TASK DESCRIPTION |
Beginning with the line that holds "Every instance of the dark blue" in the data below, give again every line through the one that holds "Target: wrc banner", exactly as written.

INFORMATION SUPPLIED |
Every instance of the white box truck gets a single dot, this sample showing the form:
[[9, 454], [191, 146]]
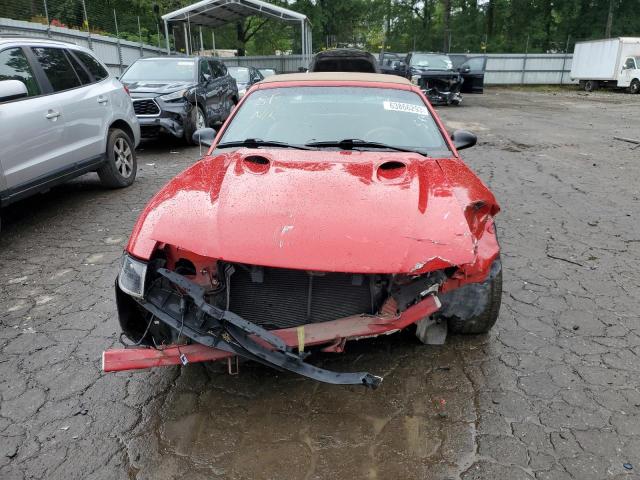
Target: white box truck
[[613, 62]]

---

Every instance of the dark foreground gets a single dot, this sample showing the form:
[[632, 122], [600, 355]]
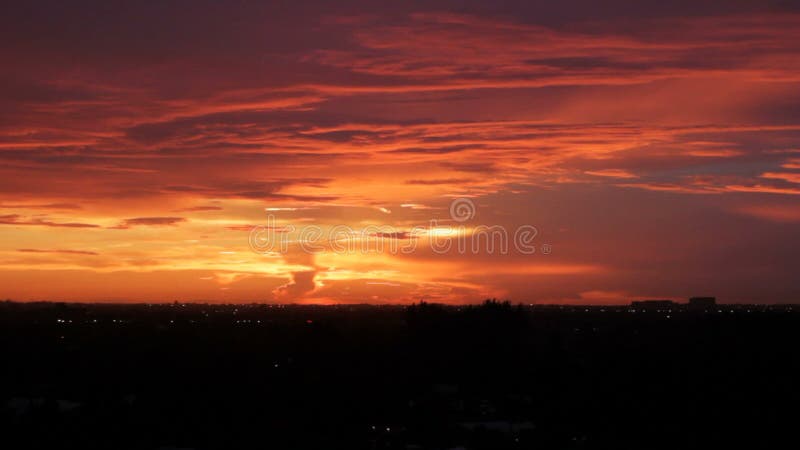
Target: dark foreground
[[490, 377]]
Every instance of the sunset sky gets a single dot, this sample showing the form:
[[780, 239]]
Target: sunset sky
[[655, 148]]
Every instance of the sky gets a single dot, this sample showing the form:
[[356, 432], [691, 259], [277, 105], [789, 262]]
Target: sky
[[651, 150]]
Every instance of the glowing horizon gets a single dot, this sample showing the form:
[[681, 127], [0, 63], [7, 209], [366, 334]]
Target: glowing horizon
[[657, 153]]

---

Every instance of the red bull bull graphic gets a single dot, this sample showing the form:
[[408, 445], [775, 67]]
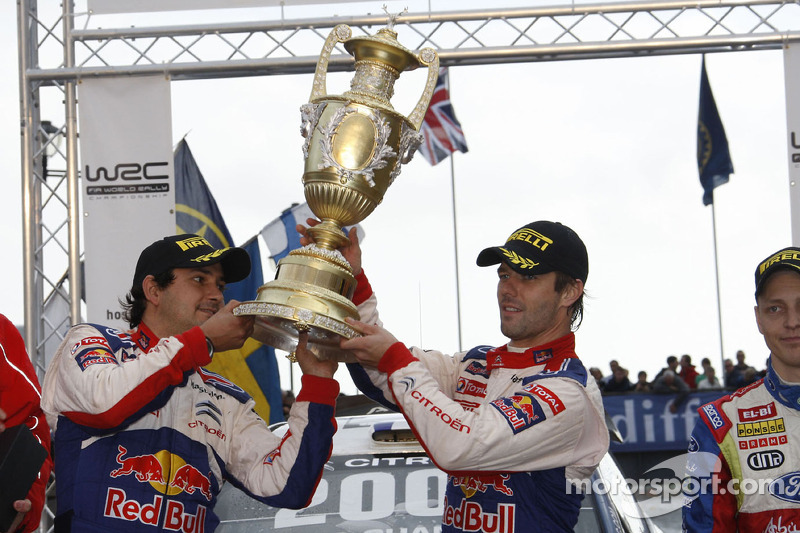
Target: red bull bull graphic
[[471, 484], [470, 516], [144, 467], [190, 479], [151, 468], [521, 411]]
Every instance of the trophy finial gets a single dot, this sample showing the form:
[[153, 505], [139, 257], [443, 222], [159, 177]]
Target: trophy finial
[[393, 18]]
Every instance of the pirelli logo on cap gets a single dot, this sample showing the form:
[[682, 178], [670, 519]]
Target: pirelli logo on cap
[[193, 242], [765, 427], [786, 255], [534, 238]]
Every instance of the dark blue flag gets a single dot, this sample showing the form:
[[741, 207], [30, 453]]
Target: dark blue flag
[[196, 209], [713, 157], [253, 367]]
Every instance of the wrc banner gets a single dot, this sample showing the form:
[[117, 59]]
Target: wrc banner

TASK OUTPUT |
Every instance of the dark blue flag gets a single dot, this sample showing the form:
[[741, 207], [30, 453]]
Target: dark blue flag
[[196, 209], [713, 157], [253, 367]]
Every instance of the wrc banner gets a single dot, this sample showing the form:
[[117, 59]]
Target: wrc banner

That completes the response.